_AIM_
Write out the rows below unchanged, starting with the line that contains "the motorcycle exhaust" and going on through the final row.

Items from a dataset:
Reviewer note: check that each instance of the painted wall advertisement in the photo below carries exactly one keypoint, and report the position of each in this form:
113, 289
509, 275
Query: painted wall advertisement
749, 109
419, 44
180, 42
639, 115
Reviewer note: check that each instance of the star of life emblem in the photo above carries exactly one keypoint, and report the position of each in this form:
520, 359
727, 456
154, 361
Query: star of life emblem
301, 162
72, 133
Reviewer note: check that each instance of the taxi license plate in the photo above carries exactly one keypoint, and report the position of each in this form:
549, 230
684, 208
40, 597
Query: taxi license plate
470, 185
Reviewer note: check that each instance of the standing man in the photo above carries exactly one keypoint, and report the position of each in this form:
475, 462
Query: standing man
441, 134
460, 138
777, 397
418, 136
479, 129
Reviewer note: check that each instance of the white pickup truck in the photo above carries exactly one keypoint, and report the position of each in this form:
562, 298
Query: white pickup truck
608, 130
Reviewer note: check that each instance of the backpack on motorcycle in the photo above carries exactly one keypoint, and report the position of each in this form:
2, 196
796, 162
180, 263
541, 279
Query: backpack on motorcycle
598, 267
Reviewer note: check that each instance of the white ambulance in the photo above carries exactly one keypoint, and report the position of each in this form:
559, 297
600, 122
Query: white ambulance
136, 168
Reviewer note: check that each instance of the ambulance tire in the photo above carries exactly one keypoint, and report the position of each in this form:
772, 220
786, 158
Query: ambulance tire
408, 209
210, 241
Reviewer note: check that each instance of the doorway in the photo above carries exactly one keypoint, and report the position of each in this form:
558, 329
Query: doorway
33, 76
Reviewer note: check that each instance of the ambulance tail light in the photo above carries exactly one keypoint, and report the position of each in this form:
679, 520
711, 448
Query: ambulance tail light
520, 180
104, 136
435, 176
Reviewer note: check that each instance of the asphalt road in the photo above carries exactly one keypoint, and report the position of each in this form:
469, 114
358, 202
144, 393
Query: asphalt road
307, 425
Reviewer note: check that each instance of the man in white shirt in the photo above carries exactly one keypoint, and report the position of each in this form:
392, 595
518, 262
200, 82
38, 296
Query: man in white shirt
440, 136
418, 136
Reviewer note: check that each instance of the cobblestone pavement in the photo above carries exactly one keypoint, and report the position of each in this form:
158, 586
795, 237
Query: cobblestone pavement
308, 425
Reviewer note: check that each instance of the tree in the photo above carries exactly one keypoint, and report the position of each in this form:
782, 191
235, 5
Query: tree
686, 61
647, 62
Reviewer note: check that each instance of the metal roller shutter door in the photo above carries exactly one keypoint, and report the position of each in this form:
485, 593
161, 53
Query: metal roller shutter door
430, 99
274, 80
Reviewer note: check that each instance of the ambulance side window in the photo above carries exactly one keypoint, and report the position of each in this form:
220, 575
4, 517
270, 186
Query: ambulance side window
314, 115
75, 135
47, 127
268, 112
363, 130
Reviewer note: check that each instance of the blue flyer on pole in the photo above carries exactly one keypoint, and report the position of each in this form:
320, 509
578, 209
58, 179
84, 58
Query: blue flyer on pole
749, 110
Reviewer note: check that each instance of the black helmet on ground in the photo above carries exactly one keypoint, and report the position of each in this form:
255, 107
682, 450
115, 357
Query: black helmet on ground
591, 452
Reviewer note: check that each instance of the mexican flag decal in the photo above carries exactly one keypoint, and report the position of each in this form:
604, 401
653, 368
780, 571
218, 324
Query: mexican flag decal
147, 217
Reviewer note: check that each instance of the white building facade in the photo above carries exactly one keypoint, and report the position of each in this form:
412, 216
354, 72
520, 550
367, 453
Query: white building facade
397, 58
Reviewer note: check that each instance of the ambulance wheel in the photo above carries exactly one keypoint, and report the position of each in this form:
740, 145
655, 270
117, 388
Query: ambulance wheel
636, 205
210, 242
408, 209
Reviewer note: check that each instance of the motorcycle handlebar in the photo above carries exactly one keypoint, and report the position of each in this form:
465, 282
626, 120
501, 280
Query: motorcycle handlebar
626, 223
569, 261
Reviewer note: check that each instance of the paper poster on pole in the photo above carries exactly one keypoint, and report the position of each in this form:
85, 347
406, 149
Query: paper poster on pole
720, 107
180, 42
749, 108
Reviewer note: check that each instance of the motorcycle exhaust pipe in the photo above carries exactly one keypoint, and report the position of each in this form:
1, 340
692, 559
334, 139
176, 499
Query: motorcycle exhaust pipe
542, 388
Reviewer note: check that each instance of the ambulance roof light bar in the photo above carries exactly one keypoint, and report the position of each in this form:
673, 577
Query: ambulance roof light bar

_FULL ANSWER_
Reviewer note: check that each instance of the motorcycle exhaust pipe in the photo above carries exactly one keypoint, and report the position of each in this form:
1, 340
692, 559
334, 139
176, 499
Query: motorcycle exhaust pipe
542, 388
Reviewer note: check that each instance of the ambulance roof light bar in the photo above carries exactly one keypoint, and report the position of each in this form:
673, 577
Query: ambulance roof light bar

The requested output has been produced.